** BEGIN Excerpt provided **

Japan Extracts Natural Gas From Frozen Methane Hydrate
ixarux writes "For the first time ever, a Japanese company has successfully extracted natural gas from frozen methane hydrate off its central coast. The Nankai Trough gas field, located a little more than 30 miles offshore, could provide an alternative energy source for the island nation, reducing its dependence on foreign imports. 'A Japanese study estimated that at least 1.1tn cubic meters of methane hydrate exist in offshore deposits. This is the equivalent of more than a decade of Japan's gas consumption. Japan has few natural resources and the cost of importing fuel has increased after a backlash against nuclear power following the Fukushima nuclear disaster two years ago.'"
But I don't understand why Japan doesn't perfect Deep water cooling technology, using heat exchanges and thermocouples to generate energy. Or is the Inland Sea not deep enough?

** END Excerpt provided **
** BEGIN Excerpted records **

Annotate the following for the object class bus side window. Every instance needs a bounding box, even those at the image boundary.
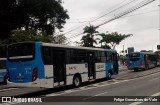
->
[101,52,107,62]
[95,51,101,63]
[41,47,53,65]
[106,52,112,62]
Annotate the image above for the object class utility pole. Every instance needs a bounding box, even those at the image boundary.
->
[158,0,160,45]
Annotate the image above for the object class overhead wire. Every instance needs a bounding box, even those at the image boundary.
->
[67,0,155,39]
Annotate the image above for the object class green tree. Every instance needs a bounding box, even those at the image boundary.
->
[53,34,70,44]
[81,25,98,47]
[0,0,69,39]
[9,29,53,44]
[99,32,132,49]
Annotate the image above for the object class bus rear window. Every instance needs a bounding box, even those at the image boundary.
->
[8,43,35,62]
[129,53,140,61]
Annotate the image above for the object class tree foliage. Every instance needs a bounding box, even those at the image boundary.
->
[99,32,132,49]
[81,25,98,47]
[0,0,69,39]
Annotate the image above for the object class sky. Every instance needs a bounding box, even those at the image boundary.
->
[59,0,160,52]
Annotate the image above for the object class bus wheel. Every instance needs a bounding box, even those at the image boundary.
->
[3,76,7,85]
[73,75,81,87]
[108,71,112,80]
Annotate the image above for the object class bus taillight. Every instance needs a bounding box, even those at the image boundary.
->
[32,68,38,81]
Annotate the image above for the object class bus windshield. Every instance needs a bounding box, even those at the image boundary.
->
[8,43,35,62]
[129,53,140,61]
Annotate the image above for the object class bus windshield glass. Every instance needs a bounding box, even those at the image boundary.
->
[8,43,35,62]
[129,53,140,61]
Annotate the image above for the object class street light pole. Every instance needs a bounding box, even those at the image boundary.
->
[158,0,160,45]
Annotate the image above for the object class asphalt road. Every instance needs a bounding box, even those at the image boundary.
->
[0,67,160,105]
[0,68,160,105]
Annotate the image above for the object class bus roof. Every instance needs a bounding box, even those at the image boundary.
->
[6,41,117,53]
[42,43,117,53]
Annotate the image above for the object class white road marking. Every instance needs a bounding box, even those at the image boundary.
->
[129,92,160,105]
[46,72,160,97]
[83,92,108,100]
[149,78,160,82]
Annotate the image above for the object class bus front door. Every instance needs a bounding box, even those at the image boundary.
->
[53,50,65,86]
[113,53,118,74]
[87,52,95,80]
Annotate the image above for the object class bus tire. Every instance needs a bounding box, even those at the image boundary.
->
[134,69,138,72]
[73,74,82,87]
[3,76,7,85]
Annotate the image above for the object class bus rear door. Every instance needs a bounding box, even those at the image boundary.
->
[53,50,65,86]
[87,52,95,80]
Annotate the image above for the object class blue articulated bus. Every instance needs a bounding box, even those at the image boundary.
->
[0,58,7,85]
[127,52,157,71]
[7,42,118,88]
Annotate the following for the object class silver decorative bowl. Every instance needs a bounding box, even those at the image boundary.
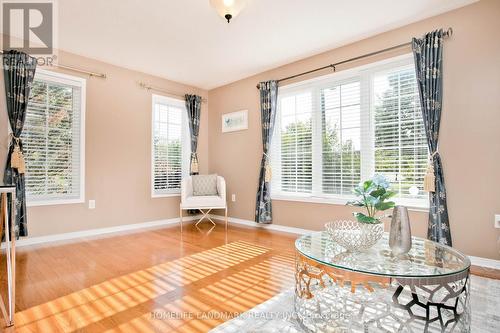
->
[325,220,384,251]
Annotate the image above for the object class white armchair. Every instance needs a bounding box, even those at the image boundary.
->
[180,176,227,232]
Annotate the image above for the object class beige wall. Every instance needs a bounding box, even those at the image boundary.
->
[0,48,208,237]
[209,0,500,259]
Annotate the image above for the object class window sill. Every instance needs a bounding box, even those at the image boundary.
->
[151,193,181,199]
[26,198,85,207]
[271,195,429,212]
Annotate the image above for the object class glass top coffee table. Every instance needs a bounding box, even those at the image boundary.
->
[295,232,470,332]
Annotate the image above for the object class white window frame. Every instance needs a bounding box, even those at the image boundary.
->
[271,54,429,211]
[20,69,87,207]
[151,94,191,198]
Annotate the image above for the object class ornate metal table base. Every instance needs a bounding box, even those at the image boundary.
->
[295,252,470,333]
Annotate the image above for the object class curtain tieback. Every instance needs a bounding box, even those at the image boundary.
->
[264,153,273,183]
[424,150,438,192]
[10,133,26,174]
[191,152,199,173]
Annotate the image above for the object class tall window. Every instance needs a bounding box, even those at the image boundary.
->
[21,70,85,205]
[271,57,428,207]
[151,95,190,197]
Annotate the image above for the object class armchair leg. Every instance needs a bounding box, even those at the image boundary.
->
[195,208,215,226]
[179,206,182,233]
[224,207,227,231]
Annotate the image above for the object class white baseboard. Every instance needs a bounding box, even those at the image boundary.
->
[210,214,314,235]
[469,256,500,270]
[6,215,201,248]
[211,215,500,270]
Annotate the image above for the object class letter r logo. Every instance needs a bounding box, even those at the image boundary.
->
[2,1,54,54]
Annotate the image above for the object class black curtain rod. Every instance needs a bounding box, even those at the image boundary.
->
[257,28,453,89]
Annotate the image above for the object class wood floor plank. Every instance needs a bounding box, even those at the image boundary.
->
[0,220,295,332]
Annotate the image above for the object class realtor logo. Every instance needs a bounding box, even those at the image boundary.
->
[2,1,54,55]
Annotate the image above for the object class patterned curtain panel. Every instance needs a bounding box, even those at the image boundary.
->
[185,95,202,175]
[412,30,452,246]
[3,51,36,237]
[255,81,278,224]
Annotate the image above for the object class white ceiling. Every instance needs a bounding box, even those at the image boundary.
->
[58,0,475,89]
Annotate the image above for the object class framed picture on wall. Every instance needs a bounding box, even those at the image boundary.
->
[222,110,248,133]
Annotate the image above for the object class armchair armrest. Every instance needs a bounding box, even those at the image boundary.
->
[181,176,193,203]
[217,176,226,202]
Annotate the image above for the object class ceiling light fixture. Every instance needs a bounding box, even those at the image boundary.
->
[210,0,247,23]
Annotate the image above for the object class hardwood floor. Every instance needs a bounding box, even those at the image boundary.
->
[0,223,296,332]
[0,219,500,333]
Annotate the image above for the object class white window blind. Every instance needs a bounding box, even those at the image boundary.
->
[271,57,428,207]
[21,70,85,205]
[152,95,190,197]
[373,67,429,200]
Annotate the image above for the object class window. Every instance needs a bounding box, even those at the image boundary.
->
[271,56,428,207]
[21,70,85,206]
[151,95,190,197]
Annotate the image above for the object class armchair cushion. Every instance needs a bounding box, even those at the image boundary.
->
[192,174,218,196]
[182,195,226,209]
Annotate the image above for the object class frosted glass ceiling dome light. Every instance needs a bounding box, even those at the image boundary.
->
[210,0,247,23]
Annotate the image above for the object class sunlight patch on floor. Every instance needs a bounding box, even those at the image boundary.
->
[15,241,269,332]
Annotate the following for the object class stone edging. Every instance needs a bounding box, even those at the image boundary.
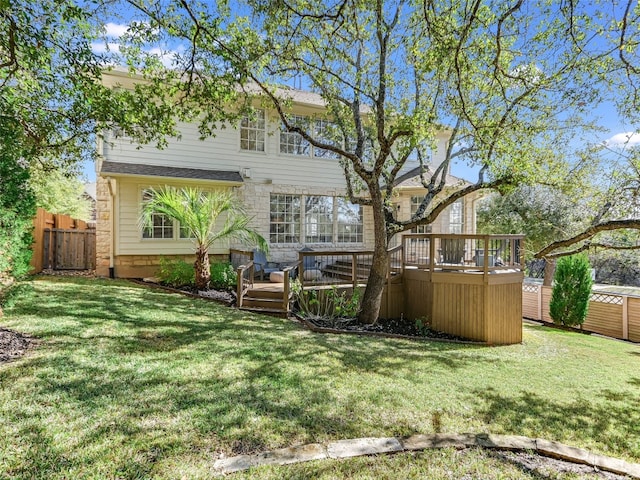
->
[213,433,640,479]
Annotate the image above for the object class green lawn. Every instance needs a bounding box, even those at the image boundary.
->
[0,277,640,478]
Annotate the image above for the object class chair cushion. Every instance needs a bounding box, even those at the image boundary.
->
[304,268,322,281]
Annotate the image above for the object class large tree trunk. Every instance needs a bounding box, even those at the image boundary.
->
[193,246,211,290]
[358,198,389,324]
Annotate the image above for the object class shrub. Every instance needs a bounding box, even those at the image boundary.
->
[157,257,196,288]
[291,279,361,326]
[549,255,593,326]
[0,131,36,293]
[210,262,238,290]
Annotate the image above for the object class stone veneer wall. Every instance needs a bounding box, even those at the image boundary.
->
[96,177,374,278]
[96,175,113,277]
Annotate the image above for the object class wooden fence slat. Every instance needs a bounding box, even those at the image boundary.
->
[522,284,640,342]
[31,208,96,273]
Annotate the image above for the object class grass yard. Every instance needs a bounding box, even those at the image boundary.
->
[0,277,640,479]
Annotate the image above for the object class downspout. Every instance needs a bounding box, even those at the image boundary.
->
[107,177,116,278]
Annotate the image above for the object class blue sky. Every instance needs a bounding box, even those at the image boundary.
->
[82,11,640,182]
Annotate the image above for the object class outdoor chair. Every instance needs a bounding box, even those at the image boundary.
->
[253,250,280,280]
[441,238,466,265]
[300,247,322,281]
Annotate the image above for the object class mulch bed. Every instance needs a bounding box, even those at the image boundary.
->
[0,327,36,364]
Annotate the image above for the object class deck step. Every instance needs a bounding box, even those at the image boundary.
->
[240,306,289,318]
[242,297,282,310]
[245,288,282,300]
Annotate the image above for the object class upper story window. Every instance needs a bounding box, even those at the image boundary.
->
[280,115,311,157]
[313,120,341,158]
[411,196,431,233]
[449,199,464,233]
[269,193,364,243]
[240,110,266,152]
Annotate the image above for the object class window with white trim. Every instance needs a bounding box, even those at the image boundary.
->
[240,110,266,152]
[269,194,301,243]
[411,196,431,233]
[336,197,364,243]
[304,196,333,243]
[142,190,174,239]
[280,115,311,157]
[313,119,341,158]
[449,199,464,233]
[269,193,364,243]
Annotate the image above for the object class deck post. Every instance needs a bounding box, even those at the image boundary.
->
[622,295,629,340]
[282,268,289,314]
[351,253,358,291]
[236,265,244,308]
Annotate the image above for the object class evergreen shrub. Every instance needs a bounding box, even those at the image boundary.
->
[549,255,593,326]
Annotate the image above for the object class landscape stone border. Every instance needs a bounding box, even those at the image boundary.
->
[213,433,640,479]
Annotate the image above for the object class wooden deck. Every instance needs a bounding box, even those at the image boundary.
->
[238,234,524,345]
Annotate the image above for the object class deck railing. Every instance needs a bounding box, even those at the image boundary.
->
[402,233,524,273]
[230,233,524,311]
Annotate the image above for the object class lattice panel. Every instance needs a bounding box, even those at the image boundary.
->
[589,293,622,305]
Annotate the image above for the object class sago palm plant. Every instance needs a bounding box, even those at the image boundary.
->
[140,186,268,290]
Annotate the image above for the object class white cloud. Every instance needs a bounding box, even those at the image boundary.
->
[604,132,640,147]
[91,42,120,53]
[104,22,129,38]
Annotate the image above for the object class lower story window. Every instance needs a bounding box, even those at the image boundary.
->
[269,194,301,243]
[336,198,364,243]
[142,190,173,238]
[142,190,193,240]
[269,194,364,243]
[449,199,464,233]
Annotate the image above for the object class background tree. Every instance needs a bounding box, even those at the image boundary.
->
[116,0,617,323]
[29,165,91,221]
[0,0,111,286]
[0,0,180,286]
[0,123,36,300]
[140,187,268,290]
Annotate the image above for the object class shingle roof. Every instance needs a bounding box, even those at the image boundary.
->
[100,161,242,183]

** END Excerpted records **

What you will do >>
[a] Rewrite everything from "But I don't" down to "not deep enough?" in the methane hydrate piece, replacing "Inland Sea" with "Sea of Japan".
[b] Extend the methane hydrate piece with a few more sentences that follow on from its final line.

Answers to the exercise >>
[a]
But I don't understand why Japan doesn't perfect Deep water cooling technology, using heat exchanges and thermocouples to generate energy. Or is the Sea of Japan not deep enough?

[b]
SJW: a person who perceives an injustice, and while correcting it, commits a greater injustice.
The problem is transporting it. Transporting liquids (oil) is easy, you pump it through pipes to tanks. Transporting gas is slightly harder as you pump it in air-tight pipes to air-tight tanks.
Transporting room temperature solids is a moderately hard, you shovel it and truck it.
But frozen methane is the worst. It is solid when left alone, but turns to gas at room temperature. Worse, it is almost always at the bottom of the ocean.
If they solved this problem, great. But we don;t know they did that, because they were not very clear at all.
In my experience there is a simple explanation for that lack of information - very bad translation from a foreign language. Someone probably solved a rather minor technical issue about removing the frozen water, leaving the gas, but it probably did NOT solve the major 'do it underwater, at huge depths, at freezing cold temperatures, by robot' problem.
Instead of explaining that it was a minor technical victory, they left out all the details and claimed translation issues.
excitingthingstodo.blogspot.com
Not quite. This is the first offshore demonstration of extraction, but it's been carried out successfully onshore before.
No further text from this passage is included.